- _Aim of the task_
An exact repetition of the data below, without images, is the expected answer.

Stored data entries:
------------------------

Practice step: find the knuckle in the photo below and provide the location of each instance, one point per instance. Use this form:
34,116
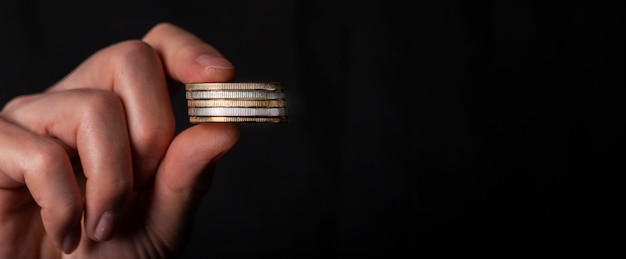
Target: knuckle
132,52
45,157
99,104
18,101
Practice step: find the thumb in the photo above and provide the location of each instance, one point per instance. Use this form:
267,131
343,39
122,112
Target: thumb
182,178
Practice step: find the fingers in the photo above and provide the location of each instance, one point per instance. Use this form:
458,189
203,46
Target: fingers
93,123
182,180
41,165
132,70
186,57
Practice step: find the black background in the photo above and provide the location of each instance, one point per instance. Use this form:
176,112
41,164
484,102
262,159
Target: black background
416,128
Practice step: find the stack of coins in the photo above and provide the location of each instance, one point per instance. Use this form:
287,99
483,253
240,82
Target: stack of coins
236,102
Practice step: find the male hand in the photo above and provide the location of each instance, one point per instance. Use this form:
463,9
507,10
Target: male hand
91,168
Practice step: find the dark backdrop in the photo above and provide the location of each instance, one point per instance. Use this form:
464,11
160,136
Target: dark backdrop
421,128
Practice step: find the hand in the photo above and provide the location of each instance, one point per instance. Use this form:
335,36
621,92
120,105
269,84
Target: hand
91,168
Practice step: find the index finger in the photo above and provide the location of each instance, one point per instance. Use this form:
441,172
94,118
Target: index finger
186,57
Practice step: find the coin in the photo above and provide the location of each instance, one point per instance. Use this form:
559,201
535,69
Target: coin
269,86
237,112
252,94
204,119
236,103
259,102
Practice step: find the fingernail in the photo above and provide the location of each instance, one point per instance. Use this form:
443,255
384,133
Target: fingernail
71,240
106,226
212,61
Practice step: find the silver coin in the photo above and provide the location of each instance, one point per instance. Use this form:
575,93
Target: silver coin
237,103
205,119
268,86
254,94
237,112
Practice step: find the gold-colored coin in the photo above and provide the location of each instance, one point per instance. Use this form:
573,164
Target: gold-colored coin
234,94
262,102
268,103
202,119
267,86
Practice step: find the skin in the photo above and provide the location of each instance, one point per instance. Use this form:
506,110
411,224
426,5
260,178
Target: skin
91,168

------------------------

- _Output_
Practice step: find the knuckle in the photo below and provide the location of each instance, one point per instance. Use this form:
34,116
Target: knuckle
132,52
45,157
99,104
18,101
Practice step: find the thumb in the photo above and provide the location of each instance, one point per instance. Use this form:
267,131
343,39
122,112
Target: thumb
182,178
Practice step: find the fingers in the photo above and provide the location of each instance, one point per instance. Use this form:
458,189
203,46
Target: fingers
93,123
182,180
41,165
132,70
186,57
Practice step: find the black background in the photo above and provide the location of each instance, one point per instance. Use this form:
176,112
41,164
484,102
262,159
Target: black background
416,128
Practice step: find the stack of coins in the photo above and provide the location of each instance, one point per instance. Use this form:
287,99
483,253
240,82
Target: stack of coins
236,102
Practice step: find the male hand in the photo above and provide the location of each instance, one point per instance. Use this form:
463,9
507,10
Target: male hand
91,168
Practice step: find the dark backdrop in the photo above and provide the location of each instance, one point per instance. Use this form:
464,11
160,136
Target: dark backdrop
421,128
Practice step: find the hand in the photo above and provide the location of each instance, one point per instance. Use this form:
335,36
621,92
120,105
269,84
Target: hand
91,168
Practice step: find the index finger in the photo above and provide the location of each instance, one point per instance. Use this form:
441,172
94,118
Target: index finger
186,57
Practice step: find the coin in the photo above and provide the location of each instance, one point per instance. Use this form:
559,201
535,69
Target: coin
269,86
237,112
252,94
204,119
236,103
259,102
Practice step: find the fingernail in the photo above and provide the location of each instance, one point per instance. Use this form:
443,255
384,133
Target: fingernail
71,240
106,226
212,61
Practice step: find the silver coin in the photo above and provide the location of each instance, one point per instance. Use this form:
575,93
Target: silver coin
237,103
205,119
268,86
254,94
237,112
Practice step: find the gold-colored coin in the photo above and provide the location of each instance, one point per instance. Use this form:
573,164
Target: gold-colored coin
234,94
262,102
268,103
202,119
267,86
Practice step: find the skin in the photo above and provide the location of each instance, one point per instance. Use this form:
506,110
411,224
426,5
260,178
Target: skin
91,168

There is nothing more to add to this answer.